--- THE EXERCISE ---
Omit every picture and return the rest of the data unaltered.

* BEGIN RECORDS FOR THE TASK *

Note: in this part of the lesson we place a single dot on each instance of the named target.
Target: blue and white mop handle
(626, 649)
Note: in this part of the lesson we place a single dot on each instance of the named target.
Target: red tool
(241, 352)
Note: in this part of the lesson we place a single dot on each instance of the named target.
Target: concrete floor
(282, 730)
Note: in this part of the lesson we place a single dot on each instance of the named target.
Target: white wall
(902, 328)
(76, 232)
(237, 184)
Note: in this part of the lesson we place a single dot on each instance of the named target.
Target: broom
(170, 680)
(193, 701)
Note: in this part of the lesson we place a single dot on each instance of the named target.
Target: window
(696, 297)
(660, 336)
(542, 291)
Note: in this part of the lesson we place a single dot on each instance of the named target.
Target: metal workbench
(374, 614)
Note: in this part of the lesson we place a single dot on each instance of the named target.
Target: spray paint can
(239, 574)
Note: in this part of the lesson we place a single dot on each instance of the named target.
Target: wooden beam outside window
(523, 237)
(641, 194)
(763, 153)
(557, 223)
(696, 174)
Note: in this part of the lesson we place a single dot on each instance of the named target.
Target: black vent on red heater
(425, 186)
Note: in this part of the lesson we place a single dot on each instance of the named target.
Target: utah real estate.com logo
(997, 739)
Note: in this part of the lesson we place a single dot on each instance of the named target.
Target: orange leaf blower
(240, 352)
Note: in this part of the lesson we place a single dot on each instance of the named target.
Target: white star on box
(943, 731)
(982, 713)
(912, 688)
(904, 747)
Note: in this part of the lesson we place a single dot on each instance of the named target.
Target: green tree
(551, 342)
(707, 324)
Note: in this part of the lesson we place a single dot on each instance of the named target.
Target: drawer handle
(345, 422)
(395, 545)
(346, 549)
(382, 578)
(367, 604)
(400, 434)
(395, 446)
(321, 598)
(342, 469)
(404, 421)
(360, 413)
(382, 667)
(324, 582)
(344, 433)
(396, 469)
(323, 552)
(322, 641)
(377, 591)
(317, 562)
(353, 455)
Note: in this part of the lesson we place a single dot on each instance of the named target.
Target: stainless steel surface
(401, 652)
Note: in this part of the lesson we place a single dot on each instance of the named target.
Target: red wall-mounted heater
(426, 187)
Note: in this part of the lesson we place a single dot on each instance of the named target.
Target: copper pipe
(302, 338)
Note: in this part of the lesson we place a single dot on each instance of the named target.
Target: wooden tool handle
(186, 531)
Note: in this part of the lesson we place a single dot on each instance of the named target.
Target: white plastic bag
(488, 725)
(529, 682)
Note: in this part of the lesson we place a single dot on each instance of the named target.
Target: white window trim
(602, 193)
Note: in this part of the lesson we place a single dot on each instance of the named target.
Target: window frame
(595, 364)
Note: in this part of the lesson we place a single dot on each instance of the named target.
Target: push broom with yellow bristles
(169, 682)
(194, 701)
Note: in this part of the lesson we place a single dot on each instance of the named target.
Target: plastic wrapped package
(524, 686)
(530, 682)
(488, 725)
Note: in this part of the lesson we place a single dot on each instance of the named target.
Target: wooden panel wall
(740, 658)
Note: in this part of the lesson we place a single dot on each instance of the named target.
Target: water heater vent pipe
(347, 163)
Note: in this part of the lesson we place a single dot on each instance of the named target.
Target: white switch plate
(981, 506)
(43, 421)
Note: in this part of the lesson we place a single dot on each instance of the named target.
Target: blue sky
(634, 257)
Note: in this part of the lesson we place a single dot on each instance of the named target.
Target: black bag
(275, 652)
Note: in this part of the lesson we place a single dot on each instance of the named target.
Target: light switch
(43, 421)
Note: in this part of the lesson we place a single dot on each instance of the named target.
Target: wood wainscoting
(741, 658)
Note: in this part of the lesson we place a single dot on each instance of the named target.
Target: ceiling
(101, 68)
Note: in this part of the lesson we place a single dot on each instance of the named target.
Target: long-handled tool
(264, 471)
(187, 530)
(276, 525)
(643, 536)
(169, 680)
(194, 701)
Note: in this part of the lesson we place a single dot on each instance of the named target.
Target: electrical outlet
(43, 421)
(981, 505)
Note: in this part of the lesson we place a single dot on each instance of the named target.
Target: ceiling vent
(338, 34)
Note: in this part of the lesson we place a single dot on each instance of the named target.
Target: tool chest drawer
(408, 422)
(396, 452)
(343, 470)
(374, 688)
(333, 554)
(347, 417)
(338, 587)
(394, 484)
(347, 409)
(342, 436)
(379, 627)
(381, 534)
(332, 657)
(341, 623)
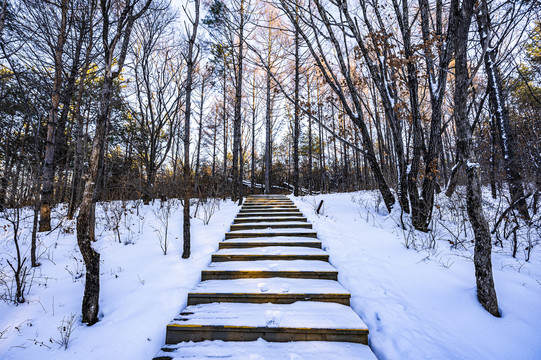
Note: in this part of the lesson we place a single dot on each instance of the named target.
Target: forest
(150, 100)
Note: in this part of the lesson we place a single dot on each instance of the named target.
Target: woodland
(106, 100)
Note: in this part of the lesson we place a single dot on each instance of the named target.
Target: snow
(263, 350)
(141, 289)
(271, 265)
(417, 304)
(273, 250)
(300, 314)
(275, 239)
(271, 286)
(423, 305)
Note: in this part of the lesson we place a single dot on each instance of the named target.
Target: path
(270, 279)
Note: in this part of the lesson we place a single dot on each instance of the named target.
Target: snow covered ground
(422, 304)
(142, 289)
(418, 304)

* END RECORDS FOR THE TASK *

--- OUTPUT OF THE EXERCISE ---
Note: in this part of the lesson we place a single dot on each instance of the named target.
Target: blue and white mop handle
(626, 649)
Note: in this part of the lesson we place a single dot on each instance of the named target.
Target: red tool
(241, 352)
Note: in this part of the lesson we place a single dot on each instance of the named target.
Target: concrete floor
(282, 730)
Note: in this part of the lesson we place a single dot on each instance of the named target.
Target: white wall
(902, 328)
(76, 232)
(237, 184)
Note: in this part of the lesson we place a single dot on each instance of the named target.
Target: broom
(170, 680)
(193, 701)
Note: in this part of the lesson we place a single dot on each instance of the named target.
Target: window
(696, 297)
(660, 336)
(542, 291)
Note: in this part of the lesson we place a single dot on each instance of the named target.
Target: metal workbench
(374, 614)
Note: in this part of the lesson we place a single dot on each instance of the named target.
Target: spray paint can
(239, 574)
Note: in this part of the lesson we place a single dot on each instance of the named target.
Target: wooden beam outside window
(523, 237)
(641, 194)
(763, 153)
(557, 223)
(696, 174)
Note: in this part of the lesson we place a single dot on each instance of the named target.
Target: black vent on red heater
(425, 186)
Note: in this part of the lesson we place a single dot on each instance of the named target.
Target: utah real estate.com logo
(997, 739)
Note: in this part of the lesson we place a single dot on each instance of the named target.
Target: orange leaf blower
(240, 352)
Note: in this part of the lesson we place a single dot on each instance of the named target.
Target: white star on box
(943, 731)
(982, 713)
(912, 688)
(904, 747)
Note: in this part of the lesson we place a single dot on each instance of the named target.
Target: green tree
(551, 342)
(707, 324)
Note: in this part of the lesson we place a single dot on each instance of the named target.
Target: drawer handle
(345, 422)
(395, 545)
(346, 549)
(382, 578)
(367, 604)
(400, 434)
(395, 446)
(321, 598)
(342, 469)
(404, 421)
(360, 413)
(382, 667)
(324, 582)
(344, 433)
(396, 469)
(323, 552)
(322, 641)
(377, 591)
(317, 562)
(353, 455)
Note: in this part of the lesson we place a single dot on each instance of the named target.
Target: stainless steel surface
(401, 652)
Note: in this part of the lesson we place a single dot on each instance of the named target.
Target: red wall-mounted heater
(426, 187)
Note: in this part of the lesson we place a single dot on each instance of the named target.
Target: copper pipe
(302, 338)
Note: in this part of the lesson we place a single dot on each instance of the named target.
Target: wooden tool handle
(186, 531)
Note: in this part of the lesson we place a single dot on each instance of the named target.
Target: white plastic bag
(488, 725)
(529, 682)
Note: in this part of the lesson we place a single dot on each instance of the named target.
Target: white window trim
(602, 193)
Note: in this part of the lesson we place a single dot on each instance of the named target.
Target: window frame
(595, 364)
Note: in this part of the lesson we place a single dot on each instance of the named target.
Target: push broom with yellow bristles
(169, 682)
(194, 701)
Note: in this part of the lesson we place a single dot on each instance of the named target.
Target: plastic wrapped package
(524, 686)
(530, 682)
(488, 725)
Note: in this part of the lesson we place a single dot on each instance of the named target.
Target: wooden panel wall
(740, 658)
Note: in this part of the lesson we place a single dot on each instance of the named target.
Target: water heater vent pipe
(347, 163)
Note: in this part of the lesson we place a single dot on each instance of the named target.
Target: white switch plate
(981, 506)
(43, 421)
Note: in this part of the lesson we place a single dot on each instance of the named target.
Target: blue sky
(634, 257)
Note: in this part of the lesson we place a single dot on each instance of the named target.
Target: black bag
(275, 652)
Note: in this part of the lesson we place a single dot on each instance of the named target.
Target: light switch
(43, 421)
Note: in this part of the lesson we place a single dot on each instance of the named target.
Target: wood wainscoting
(741, 658)
Note: in this part of the lesson we place a single dot on each instance of the named target.
Target: ceiling
(101, 68)
Note: in this part of the lesson we place a single dot on each instance of the named target.
Target: long-handled tool
(264, 471)
(187, 530)
(276, 525)
(643, 536)
(169, 680)
(194, 701)
Note: in this part of the lesson we place a single dot on each instance of the named target.
Target: electrical outlet
(43, 421)
(981, 505)
Note: in this part of the lesson we place a single dot on each instance of the named target.
Target: ceiling vent
(338, 34)
Note: in this part of the lesson we place a single dot on each instance of the named target.
Target: tool chest drawer
(408, 422)
(396, 452)
(343, 470)
(374, 688)
(333, 554)
(347, 417)
(338, 587)
(394, 484)
(347, 409)
(342, 436)
(379, 627)
(381, 534)
(332, 657)
(341, 623)
Note: in this part of the lesson we place a single dot on each instance of the named target.
Target: forest
(150, 100)
Note: in this part of the lesson we place a single dot on each instance of the named target.
Target: woodland
(106, 100)
Note: in this part of the lesson we place a single dot on each instance of the named target.
Target: snow
(263, 350)
(141, 289)
(271, 265)
(417, 304)
(273, 250)
(300, 314)
(275, 239)
(271, 286)
(423, 305)
Note: in this part of the lesson we place a single dot on each instance of the named target.
Target: path
(270, 279)
Note: in this part of the lesson we place a single dot on each instance of the named target.
Target: snow covered ground
(422, 304)
(142, 289)
(418, 304)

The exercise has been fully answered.